[Source records]

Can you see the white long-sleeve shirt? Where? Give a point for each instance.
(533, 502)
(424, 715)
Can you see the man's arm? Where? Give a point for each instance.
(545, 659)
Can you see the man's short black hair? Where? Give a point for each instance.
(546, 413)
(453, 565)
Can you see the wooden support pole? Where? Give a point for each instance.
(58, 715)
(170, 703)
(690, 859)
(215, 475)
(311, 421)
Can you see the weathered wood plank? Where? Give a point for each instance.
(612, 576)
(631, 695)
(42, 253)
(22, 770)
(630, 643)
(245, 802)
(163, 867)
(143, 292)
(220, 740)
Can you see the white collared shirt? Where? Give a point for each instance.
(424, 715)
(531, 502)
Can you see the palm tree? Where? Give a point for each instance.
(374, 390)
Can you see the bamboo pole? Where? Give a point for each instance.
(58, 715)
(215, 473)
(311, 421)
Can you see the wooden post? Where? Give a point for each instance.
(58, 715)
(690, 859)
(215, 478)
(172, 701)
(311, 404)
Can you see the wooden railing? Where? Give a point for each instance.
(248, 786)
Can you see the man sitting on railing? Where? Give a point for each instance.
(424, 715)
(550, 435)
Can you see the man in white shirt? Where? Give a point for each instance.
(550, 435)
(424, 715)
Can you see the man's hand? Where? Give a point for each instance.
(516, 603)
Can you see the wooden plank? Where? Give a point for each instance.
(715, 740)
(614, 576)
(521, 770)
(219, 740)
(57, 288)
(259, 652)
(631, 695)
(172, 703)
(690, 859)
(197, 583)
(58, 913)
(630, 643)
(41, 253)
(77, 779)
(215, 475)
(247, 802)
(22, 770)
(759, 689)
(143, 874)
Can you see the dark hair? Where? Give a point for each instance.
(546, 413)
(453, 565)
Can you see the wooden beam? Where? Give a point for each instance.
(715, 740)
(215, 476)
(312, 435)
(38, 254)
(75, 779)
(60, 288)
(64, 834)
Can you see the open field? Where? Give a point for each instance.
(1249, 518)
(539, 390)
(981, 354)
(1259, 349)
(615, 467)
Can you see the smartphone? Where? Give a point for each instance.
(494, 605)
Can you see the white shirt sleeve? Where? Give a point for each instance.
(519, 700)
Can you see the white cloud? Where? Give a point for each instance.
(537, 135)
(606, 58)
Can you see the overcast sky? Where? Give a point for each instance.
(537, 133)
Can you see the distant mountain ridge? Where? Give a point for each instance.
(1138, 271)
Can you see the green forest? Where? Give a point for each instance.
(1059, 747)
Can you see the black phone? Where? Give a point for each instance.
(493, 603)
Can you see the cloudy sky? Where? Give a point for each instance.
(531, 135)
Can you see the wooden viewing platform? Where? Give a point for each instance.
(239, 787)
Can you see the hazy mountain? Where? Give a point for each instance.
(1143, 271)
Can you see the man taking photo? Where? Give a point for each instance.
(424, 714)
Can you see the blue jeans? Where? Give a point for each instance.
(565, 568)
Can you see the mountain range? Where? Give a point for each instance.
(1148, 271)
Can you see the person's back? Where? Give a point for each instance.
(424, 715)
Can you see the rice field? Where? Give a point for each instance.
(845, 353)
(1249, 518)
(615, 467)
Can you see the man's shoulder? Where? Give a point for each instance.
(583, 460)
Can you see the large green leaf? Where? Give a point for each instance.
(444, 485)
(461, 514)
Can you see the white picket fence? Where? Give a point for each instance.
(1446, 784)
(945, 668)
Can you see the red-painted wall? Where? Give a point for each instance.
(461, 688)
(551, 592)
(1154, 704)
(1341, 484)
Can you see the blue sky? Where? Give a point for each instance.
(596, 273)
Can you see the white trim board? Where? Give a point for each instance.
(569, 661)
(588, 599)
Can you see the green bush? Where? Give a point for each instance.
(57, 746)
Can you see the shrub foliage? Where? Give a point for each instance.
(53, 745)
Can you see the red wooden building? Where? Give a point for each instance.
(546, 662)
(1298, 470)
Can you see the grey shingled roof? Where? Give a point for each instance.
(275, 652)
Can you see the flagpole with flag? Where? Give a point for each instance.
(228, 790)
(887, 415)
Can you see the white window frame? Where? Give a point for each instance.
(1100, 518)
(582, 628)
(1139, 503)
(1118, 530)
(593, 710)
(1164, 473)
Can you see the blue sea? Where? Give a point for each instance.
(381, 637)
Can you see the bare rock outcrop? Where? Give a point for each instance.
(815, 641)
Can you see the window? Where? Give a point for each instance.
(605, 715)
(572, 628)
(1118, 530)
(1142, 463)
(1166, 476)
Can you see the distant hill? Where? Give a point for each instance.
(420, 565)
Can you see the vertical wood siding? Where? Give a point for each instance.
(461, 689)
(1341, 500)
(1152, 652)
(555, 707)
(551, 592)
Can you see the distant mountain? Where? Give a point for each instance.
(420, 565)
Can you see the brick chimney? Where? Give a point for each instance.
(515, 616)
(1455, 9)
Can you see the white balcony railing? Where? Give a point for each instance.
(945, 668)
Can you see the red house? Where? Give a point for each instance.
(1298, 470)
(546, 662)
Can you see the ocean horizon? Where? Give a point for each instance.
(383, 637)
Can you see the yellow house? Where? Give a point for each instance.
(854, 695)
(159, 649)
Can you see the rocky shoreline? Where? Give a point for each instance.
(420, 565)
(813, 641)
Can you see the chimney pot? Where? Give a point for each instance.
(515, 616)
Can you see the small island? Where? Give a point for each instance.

**What is expected**
Here the goal is to repeat each entry exactly.

**Answer for this exercise**
Can you see the white long-sleeve shirt? Where? Give a point for each instance.
(533, 502)
(424, 715)
Can you see the man's arm? Where? Give a point for each instance.
(545, 659)
Can you see the man's short black hair? Where? Give a point for each instance.
(546, 413)
(453, 565)
Can you see the wooden support pole? Where? Give a point for each instance.
(58, 715)
(170, 703)
(690, 859)
(215, 475)
(311, 421)
Can you see the weathered wood plank? Where? Give a point for each instance.
(612, 576)
(631, 695)
(42, 253)
(22, 770)
(630, 643)
(245, 802)
(163, 867)
(143, 292)
(220, 740)
Can you see the white collared shirt? Where? Give a point for each instance.
(424, 715)
(531, 502)
Can you see the palm tree? Where? Give a point for each instance.
(374, 390)
Can you see the bamboo pole? Where? Give a point for each instance.
(58, 715)
(215, 473)
(311, 421)
Can you see the wooden post? Where? Give a point for each instance.
(58, 715)
(690, 859)
(215, 478)
(172, 701)
(311, 404)
Can you see the wooden railing? Where? Give a point for each instance.
(248, 786)
Can you see the man sitting on railing? Where? Give a point for each instance.
(424, 715)
(550, 435)
Can you see the man in white shirt? Where? Give a point for each instance.
(550, 435)
(424, 715)
Can you see the man's hand? Where? Give a point for each instance.
(516, 603)
Can you see the wooden plank? Where? Give a point for each instance.
(715, 740)
(614, 576)
(521, 770)
(219, 740)
(57, 288)
(259, 652)
(631, 695)
(172, 703)
(690, 859)
(197, 583)
(58, 913)
(630, 643)
(41, 253)
(77, 779)
(215, 475)
(247, 802)
(22, 770)
(759, 689)
(143, 874)
Can you see the dark hair? Where? Give a point for each instance.
(546, 413)
(453, 565)
Can you see the wooden beam? Where? Give a point for each instance.
(715, 740)
(215, 476)
(312, 435)
(38, 254)
(75, 779)
(60, 288)
(64, 834)
Can you see the open field? Where? Give a point for each instance.
(1249, 518)
(539, 390)
(981, 354)
(1259, 349)
(615, 467)
Can you see the smartphone? Where? Give a point for each instance.
(494, 605)
Can you see the white shirt sleeve? Where? Give a point for each instance.
(519, 700)
Can you see the white cloud? Where? Give a point for each instance.
(537, 135)
(606, 58)
Can you see the overcast sky? Where? Give a point for each instance.
(537, 133)
Can you see the distant mountain ridge? Where? Give a point for each instance.
(1138, 271)
Can you see the green forest? Where? Give a point for each instance.
(1059, 747)
Can you see the black phone? Where? Give a point for each instance.
(493, 603)
Can you see the cloudy sky? Where? Give a point for each instance.
(531, 135)
Can you see the wooden viewing platform? Where? Give a point for each instance.
(239, 787)
Can you see the hazy mountain? Where? Give a point for each instance.
(1143, 271)
Can you see the man taking photo? Where? Give a point for each instance.
(424, 714)
Can you see the blue jeans? Where? Give a point for each instance.
(565, 568)
Can you see the mountain range? Where? Give a point for each instance.
(1148, 271)
Can you see the person's back? Where? Give a point for each instance.
(424, 715)
Can you see the rice field? Where? Give a point for each instance.
(845, 353)
(1249, 518)
(615, 467)
Can you see the man's shoulder? Where? Give a point for each instance.
(583, 460)
Can you see the large green leaf? Where? Give a point for each instance.
(444, 485)
(461, 514)
Can you see the white picket fence? Where? Give a point for each instance.
(1446, 784)
(945, 668)
Can you see the red-painted wall? Where? Give a point for each instance.
(461, 688)
(551, 592)
(1154, 704)
(1341, 484)
Can you see the blue sky? Where? Give a point for each instance.
(596, 273)
Can you see the white trim board? Where? Give a point for each instance.
(569, 661)
(588, 599)
Can you see the green bush? Where? Give a point for each instance.
(57, 746)
Can you see the shrub foliage? Where? Give a point for each instance.
(53, 745)
Can you see the red wooden building? Where? Give a point for each instance.
(546, 662)
(1298, 470)
Can you see the grey shingled roof? Where? Give a point for each instance.
(275, 652)
Can you see the flagpole with flag? Where? Give a point for each instance.
(228, 790)
(887, 415)
Can you see the white window frame? Where? Give a point for each instance.
(1100, 518)
(582, 628)
(1139, 503)
(1118, 530)
(593, 710)
(1164, 473)
Can you see the blue sea? Where? Give a point for each instance.
(381, 637)
Can you see the bare rock outcrop? Where? Give a point for each instance.
(815, 641)
Can you see the window? Where? Give a point for each instance.
(605, 715)
(572, 628)
(1118, 530)
(1142, 463)
(1166, 476)
Can you see the distant hill? Where? Give a point for each instance.
(420, 565)
Can you see the vertical wood siding? Where? Give a point for each instance.
(461, 689)
(1341, 500)
(1152, 652)
(555, 707)
(551, 592)
Can you see the distant mountain? Where? Give a point for each instance.
(420, 565)
Can you see the brick chimney? Where? Give a point for each instance.
(515, 616)
(1455, 9)
Can you see the white balcony railing? Where? Give a point for each instance.
(945, 668)
Can you see the red house? Where? Give a point for each instance.
(1298, 470)
(546, 662)
Can you see the ocean horizon? Where? Give a point for each instance.
(383, 637)
Can you see the yellow house? Where? Give a point for each instance.
(854, 695)
(159, 649)
Can you see the rocky shoreline? Where? Give a point for each instance.
(420, 565)
(813, 641)
Can you see the chimney pot? Where? Give a point for each instance.
(515, 616)
Can you see the small island? Where? Give a point for each instance.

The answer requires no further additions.